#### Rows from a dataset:
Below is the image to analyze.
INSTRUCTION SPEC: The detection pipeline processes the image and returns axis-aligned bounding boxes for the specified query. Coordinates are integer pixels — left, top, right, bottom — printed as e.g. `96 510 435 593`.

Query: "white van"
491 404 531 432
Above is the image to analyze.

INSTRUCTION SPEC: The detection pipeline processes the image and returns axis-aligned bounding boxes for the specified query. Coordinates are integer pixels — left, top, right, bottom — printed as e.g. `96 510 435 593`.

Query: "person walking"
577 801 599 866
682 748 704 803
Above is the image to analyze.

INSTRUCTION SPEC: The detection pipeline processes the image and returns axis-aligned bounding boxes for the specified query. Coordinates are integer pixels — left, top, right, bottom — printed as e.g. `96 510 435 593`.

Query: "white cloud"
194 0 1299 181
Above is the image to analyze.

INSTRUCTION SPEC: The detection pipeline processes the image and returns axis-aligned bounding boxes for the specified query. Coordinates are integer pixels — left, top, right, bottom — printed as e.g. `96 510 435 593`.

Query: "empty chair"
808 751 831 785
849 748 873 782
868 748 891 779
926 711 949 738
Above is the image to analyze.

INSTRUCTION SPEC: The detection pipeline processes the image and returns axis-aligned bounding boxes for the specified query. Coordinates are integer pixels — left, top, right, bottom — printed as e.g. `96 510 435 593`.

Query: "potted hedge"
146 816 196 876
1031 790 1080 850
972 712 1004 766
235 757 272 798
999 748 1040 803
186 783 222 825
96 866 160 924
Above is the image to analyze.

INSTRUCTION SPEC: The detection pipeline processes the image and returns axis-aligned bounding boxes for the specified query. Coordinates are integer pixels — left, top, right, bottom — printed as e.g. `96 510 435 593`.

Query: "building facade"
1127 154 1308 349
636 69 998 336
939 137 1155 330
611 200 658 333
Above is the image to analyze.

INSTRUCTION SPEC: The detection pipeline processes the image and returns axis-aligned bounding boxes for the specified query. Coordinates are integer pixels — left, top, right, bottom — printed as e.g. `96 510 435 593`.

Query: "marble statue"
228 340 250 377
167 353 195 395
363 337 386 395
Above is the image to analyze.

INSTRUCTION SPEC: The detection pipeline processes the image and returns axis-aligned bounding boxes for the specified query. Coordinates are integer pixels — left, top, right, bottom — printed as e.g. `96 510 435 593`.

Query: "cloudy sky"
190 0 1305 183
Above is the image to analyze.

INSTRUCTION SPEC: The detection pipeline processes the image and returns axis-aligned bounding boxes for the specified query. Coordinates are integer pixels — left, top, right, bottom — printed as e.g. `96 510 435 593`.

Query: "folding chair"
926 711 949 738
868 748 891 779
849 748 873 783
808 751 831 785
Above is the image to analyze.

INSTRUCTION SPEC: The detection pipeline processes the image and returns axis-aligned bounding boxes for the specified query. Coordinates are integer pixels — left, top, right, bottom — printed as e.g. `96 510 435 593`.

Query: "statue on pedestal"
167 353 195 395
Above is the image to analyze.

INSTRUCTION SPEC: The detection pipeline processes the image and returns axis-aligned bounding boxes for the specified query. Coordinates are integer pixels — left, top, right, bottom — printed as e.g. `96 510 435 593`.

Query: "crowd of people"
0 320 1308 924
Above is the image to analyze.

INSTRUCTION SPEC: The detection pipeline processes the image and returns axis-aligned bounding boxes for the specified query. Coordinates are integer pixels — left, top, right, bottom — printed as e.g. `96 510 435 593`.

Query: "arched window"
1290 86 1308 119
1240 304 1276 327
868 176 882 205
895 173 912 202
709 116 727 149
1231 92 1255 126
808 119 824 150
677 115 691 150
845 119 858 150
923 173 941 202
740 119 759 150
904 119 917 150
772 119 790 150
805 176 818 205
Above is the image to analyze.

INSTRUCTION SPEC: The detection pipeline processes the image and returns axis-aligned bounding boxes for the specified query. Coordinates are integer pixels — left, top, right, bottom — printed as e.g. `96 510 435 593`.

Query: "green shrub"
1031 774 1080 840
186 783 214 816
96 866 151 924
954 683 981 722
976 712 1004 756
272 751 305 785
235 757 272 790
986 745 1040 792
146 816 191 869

#### WHAT YOU SHOULD DO:
Please render the records as a JSON list of strings, one string per line with blank lines left out, running from the start of the records up to and including the line with "491 404 531 432". Include nothing past that line.

#### THE RESULT:
[
  "Below is the image to analyze.",
  "INSTRUCTION SPEC: The detection pipeline processes the image and returns axis-aligned bounding boxes for the specified query. Coordinates are integer pixels — left, top, right, bottom — printed as e.g. `96 510 435 593`.",
  "Query: \"white van\"",
  "491 404 531 432"
]